Which lines of the records below contain the word "scrollwork"? Report each of them in full.

DATA FOR THE TASK START

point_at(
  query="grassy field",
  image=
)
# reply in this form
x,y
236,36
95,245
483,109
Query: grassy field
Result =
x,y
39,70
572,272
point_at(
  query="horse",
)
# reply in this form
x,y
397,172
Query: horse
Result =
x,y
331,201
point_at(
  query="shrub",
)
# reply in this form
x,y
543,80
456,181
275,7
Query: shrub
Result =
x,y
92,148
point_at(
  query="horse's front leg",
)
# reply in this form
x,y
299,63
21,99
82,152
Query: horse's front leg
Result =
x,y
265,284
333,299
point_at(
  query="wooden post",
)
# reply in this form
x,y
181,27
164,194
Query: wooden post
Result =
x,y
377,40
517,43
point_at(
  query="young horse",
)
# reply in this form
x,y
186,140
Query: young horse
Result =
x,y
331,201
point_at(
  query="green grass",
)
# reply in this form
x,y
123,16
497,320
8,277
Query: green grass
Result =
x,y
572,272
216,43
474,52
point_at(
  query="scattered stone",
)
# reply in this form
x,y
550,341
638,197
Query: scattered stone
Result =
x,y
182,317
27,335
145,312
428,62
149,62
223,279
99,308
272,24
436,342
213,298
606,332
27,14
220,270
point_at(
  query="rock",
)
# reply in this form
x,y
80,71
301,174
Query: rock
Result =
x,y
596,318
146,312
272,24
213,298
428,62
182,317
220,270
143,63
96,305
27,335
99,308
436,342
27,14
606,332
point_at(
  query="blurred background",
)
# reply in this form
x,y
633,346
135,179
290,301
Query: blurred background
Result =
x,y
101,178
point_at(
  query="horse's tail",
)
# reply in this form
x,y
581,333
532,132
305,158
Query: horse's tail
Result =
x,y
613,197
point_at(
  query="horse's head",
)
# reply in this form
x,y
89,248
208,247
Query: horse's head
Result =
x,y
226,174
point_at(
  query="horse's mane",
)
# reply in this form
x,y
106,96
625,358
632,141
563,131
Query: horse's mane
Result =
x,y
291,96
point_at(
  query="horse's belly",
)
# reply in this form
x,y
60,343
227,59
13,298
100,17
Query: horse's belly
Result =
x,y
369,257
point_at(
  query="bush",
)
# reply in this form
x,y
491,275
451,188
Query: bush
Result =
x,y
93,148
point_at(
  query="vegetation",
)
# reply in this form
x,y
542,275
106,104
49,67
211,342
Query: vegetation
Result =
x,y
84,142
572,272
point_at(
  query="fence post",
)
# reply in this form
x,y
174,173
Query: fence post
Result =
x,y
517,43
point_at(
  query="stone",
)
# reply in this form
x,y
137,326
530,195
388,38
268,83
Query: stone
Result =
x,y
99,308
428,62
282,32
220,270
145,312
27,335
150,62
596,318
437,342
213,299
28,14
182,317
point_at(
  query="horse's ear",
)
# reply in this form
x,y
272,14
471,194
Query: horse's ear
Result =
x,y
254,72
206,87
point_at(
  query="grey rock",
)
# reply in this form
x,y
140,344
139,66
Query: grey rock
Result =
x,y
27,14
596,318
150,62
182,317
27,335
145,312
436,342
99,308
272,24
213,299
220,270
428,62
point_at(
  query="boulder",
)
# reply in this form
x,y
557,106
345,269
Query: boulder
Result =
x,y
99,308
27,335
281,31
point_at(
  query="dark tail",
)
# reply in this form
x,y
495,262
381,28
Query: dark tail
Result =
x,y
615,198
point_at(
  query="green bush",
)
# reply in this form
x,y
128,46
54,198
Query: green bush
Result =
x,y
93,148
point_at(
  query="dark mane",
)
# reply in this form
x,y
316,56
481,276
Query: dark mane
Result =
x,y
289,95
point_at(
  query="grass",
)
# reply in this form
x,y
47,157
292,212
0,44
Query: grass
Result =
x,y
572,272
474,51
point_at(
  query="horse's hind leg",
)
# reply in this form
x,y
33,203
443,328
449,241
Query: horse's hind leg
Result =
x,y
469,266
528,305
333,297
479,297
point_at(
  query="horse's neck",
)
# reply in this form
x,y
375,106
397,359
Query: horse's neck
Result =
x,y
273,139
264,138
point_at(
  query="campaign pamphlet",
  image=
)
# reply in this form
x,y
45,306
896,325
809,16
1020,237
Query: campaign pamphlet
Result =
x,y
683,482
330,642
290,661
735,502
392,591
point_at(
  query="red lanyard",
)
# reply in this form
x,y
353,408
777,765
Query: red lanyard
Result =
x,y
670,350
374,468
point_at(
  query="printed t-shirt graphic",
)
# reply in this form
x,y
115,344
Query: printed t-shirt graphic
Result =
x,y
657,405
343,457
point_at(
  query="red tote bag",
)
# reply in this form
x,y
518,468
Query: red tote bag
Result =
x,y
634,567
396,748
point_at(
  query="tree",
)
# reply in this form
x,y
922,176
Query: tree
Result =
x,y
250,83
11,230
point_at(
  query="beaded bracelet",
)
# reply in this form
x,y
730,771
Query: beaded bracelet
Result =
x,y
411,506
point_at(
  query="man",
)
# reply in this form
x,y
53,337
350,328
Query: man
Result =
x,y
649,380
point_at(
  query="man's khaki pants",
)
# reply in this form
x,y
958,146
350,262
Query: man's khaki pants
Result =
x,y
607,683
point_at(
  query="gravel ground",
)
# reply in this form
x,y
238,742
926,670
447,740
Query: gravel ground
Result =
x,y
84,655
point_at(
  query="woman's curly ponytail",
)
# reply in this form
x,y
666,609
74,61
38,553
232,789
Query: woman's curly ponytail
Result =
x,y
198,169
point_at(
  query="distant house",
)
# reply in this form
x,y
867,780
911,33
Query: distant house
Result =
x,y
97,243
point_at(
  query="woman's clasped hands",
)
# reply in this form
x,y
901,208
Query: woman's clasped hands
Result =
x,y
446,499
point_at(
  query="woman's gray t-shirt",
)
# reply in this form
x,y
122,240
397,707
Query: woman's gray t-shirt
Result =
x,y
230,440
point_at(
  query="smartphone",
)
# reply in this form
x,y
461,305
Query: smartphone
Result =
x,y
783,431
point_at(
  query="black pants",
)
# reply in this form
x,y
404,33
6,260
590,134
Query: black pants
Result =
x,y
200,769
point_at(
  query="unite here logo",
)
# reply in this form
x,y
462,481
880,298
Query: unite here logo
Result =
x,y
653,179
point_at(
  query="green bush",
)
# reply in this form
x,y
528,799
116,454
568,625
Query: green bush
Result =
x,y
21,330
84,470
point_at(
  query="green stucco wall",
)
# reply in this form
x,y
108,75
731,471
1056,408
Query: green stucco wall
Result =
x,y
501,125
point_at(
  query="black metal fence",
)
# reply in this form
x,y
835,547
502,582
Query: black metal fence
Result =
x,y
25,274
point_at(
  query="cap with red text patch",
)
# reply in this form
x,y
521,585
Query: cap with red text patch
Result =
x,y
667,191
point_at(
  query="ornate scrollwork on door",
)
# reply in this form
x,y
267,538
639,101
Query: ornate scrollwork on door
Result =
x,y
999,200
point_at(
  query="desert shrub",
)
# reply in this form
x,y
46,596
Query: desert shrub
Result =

DATA FOR THE TASK END

ANSWER SECTION:
  query="ornate scrollwork on door",
Query: ornate scrollwork on door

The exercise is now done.